• [Provided information]

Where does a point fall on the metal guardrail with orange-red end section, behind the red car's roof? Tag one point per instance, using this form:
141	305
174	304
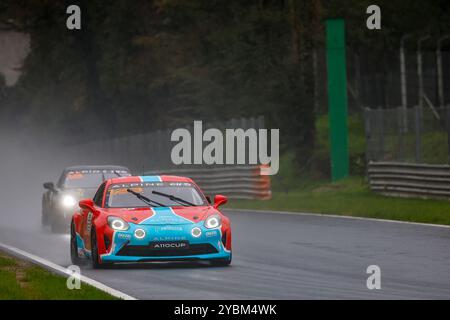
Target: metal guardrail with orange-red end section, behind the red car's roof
238	182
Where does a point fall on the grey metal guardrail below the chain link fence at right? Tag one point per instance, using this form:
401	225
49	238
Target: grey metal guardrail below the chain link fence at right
410	180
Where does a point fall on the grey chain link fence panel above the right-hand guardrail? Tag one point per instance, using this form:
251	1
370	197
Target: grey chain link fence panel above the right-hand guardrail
418	134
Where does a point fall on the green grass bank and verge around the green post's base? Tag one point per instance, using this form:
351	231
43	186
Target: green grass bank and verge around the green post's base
306	190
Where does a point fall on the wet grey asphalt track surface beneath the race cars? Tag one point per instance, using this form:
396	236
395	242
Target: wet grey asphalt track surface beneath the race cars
282	257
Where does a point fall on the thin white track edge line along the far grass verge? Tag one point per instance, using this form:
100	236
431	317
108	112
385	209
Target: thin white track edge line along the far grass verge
339	217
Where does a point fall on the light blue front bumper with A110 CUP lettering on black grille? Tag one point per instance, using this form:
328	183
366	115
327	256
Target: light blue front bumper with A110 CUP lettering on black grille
125	247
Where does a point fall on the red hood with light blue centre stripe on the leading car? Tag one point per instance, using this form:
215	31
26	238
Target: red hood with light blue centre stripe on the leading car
162	215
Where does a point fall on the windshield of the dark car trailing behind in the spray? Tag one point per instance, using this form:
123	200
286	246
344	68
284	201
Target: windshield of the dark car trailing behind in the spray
90	178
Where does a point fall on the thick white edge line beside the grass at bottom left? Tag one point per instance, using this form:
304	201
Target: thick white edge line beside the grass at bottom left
61	270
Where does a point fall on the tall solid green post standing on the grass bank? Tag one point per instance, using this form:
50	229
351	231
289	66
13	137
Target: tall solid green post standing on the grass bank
337	97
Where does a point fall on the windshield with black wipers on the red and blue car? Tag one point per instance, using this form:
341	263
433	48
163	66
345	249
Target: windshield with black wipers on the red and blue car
124	195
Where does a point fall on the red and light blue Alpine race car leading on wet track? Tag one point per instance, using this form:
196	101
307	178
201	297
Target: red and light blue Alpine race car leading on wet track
150	218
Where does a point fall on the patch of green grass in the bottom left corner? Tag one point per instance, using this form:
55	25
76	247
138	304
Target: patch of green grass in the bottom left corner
20	280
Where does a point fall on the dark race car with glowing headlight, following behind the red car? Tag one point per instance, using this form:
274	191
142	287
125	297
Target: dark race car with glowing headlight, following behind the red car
75	183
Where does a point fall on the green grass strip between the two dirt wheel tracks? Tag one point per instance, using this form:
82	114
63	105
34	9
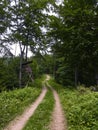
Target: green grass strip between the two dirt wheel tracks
42	116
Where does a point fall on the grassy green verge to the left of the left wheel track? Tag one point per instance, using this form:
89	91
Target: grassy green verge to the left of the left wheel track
14	102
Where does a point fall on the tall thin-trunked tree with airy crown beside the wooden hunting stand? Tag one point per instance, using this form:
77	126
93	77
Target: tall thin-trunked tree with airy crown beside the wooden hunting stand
27	20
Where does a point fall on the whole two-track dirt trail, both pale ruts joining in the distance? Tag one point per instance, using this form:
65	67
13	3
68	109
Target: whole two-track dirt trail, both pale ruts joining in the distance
58	120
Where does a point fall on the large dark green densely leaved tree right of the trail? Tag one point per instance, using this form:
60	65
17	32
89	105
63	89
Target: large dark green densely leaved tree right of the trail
74	30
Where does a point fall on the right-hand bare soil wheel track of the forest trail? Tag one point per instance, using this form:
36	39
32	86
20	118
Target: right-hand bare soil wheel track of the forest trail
58	119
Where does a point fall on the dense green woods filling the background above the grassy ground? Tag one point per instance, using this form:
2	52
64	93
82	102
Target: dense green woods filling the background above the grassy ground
61	35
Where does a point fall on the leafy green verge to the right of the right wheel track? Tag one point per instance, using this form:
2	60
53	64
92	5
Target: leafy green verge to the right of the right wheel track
80	106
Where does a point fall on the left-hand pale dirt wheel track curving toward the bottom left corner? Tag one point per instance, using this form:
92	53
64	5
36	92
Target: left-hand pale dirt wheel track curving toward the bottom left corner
20	122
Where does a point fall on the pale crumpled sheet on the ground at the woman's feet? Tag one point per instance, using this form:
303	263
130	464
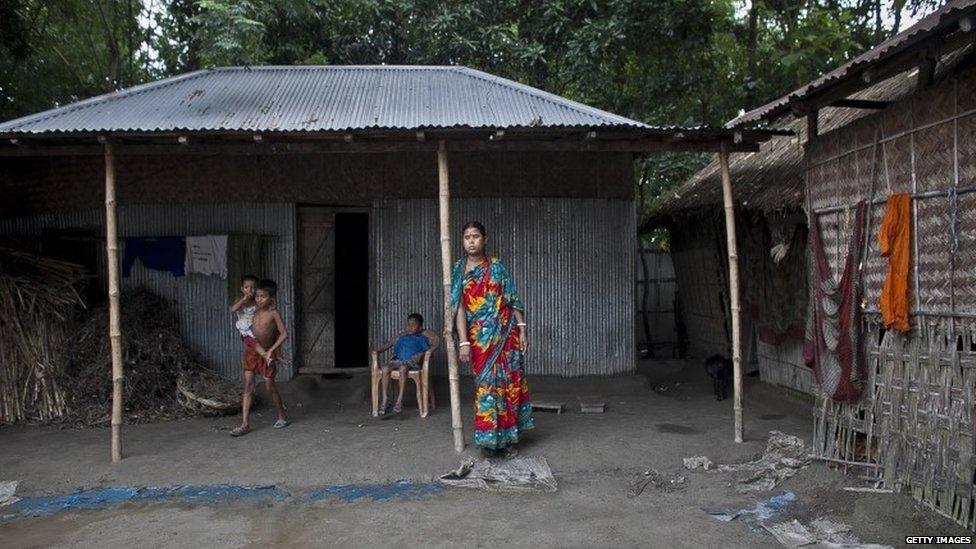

• [What to work on] You are asked to output the records precisely as they appear, minus any pictures.

• [Reply to the task]
Where does a point fall on the metal guardrail with orange-red end section, behind the red car's roof? Tag one point per instance, using this form:
141	305
174	304
Target: metal guardrail with orange-red end section, behind the red car's roof
238	182
Where does a point fall on the grey metal guardrail below the chain link fence at right? Tag one point per instance, using this form:
401	225
49	238
Target: grey metal guardrail below the chain link fence at right
410	180
Where does a point fall on the grey chain link fence panel above the right-hand guardrail? Tag one point per instance, using this form:
251	1
370	197
Target: grey chain link fence panel above the right-hand guardrail
418	134
Where does a point fall on the green grass bank and verge around the green post's base? Tag one point per instance, using this form:
351	231
43	186
Target: green grass bank and verge around the green post's base
306	190
Where does a point fall on the wet grey asphalt track surface beneath the race cars? Tag one point per instance, using this form:
396	236
395	242
Target: wet grey asphalt track surface beneath the race cars
282	257
Where does a point fall on the thin white track edge line along the far grass verge? Tag one point per instance, using this form:
100	236
431	317
108	112
385	209
Target: thin white track edge line along the far grass verge
339	217
Where does a point fall on the light blue front bumper with A110 CUP lettering on black grille? Tag one point per instance, using this form:
328	183
366	115
327	256
Target: light blue front bumper with A110 CUP lettering on black grille
125	247
Where does a point fall on the red hood with light blue centre stripe on the leading car? Tag one point per instance, using this form:
215	31
26	238
Target: red hood with light blue centre stripe on the leading car
162	215
Where does a point fall on the windshield of the dark car trailing behind in the spray? Tag one point per instance, using this form:
123	200
286	246
344	68
284	201
Target: windshield of the dark car trailing behind in the spray
90	178
Where does a point fall on the thick white edge line beside the grass at bottom left? Tag one point per instance, using this form:
304	201
Target: thick white edge line beside the grass at bottom left
61	270
Where does a point fall on the tall solid green post standing on the grass bank? Tag one point per instance, using this form:
50	229
351	231
289	66
13	137
Target: tall solid green post standing on the grass bank
337	97
Where does a point fall on the windshield with black wipers on the red and blue car? Tag one point per instance, using this form:
341	263
433	48
163	66
345	249
Target: windshield with black wipers on the red and blue car
124	195
Where does a point fall on the red and light blue Alpine race car leading on wet track? Tag one point per instance, using this form:
196	101
307	178
201	297
Target: red and light blue Alpine race car leading on wet track
150	218
Where does a point fall on the patch of green grass in the bottom left corner? Tag one point per instance, using this form:
55	25
76	247
138	304
Target: patch of green grass in the bottom left corner
20	280
Where does a point fall on the dark race car with glowing headlight, following behind the red car? Tag one point per instance, using this form:
274	191
142	287
125	297
Target: dark race car with glowing headlight, following behind the red car
75	183
Where does a point fall on the green grass strip between the two dirt wheel tracks? Tag one point per instance, using this form:
82	114
63	105
34	9
Target: green grass strip between the two dirt wheel tracks
42	116
Where does a point fall on the grassy green verge to the left of the left wheel track? Tag one point per instance, using this form:
89	91
Target: grassy green verge to the left of the left wheel track
14	102
Where does a point fall on the tall thin-trunked tree with airy crown beside the wooden hunting stand? Tag one point per instance, using this form:
77	126
93	77
Target: tall thin-trunked tree with airy crown beside the wooden hunting stand
27	20
Where does a point fall on the whole two-track dirt trail, both pale ruts joining in the distance? Tag one point per instance, using this form:
65	67
13	3
68	109
Target: whole two-track dirt trail, both pale ruts joining in the distance
58	120
Where does a point fall on the large dark green densely leaved tree right of the trail? Tag one point per instance, using this form:
60	65
17	32
89	105
63	89
Target: large dark green densely leaved tree right of the trail
74	30
Where does a point fall on the right-hand bare soil wheel track of the forest trail? Tag one point per instance, using this form:
36	39
32	86
20	118
Target: right-hand bare soil wheel track of the forest trail
58	119
Where does a point fall on the dense green woods filling the background above the grassy ground? Tag one point per instance, using this form:
2	52
64	93
82	102
Target: dense green woods filling the background above the grassy ground
61	35
Where does a point fall on the leafy green verge to the right of the right wheel track? Tag one point per instance, using this form:
2	60
53	64
92	5
Target: leafy green verge to the right of the right wheel track
80	106
Where does a point fall on the left-hand pale dirt wheel track curving toward the bottom left corner? Tag one point per instance, using this form:
92	53
64	5
36	92
Target: left-hand pale dirt wheel track curving toward the bottom left corner
20	122
Where does a point fall on the pale crumpled sheet on the ground at the woman's feet? Tag one point per instance, using this form:
303	263
130	464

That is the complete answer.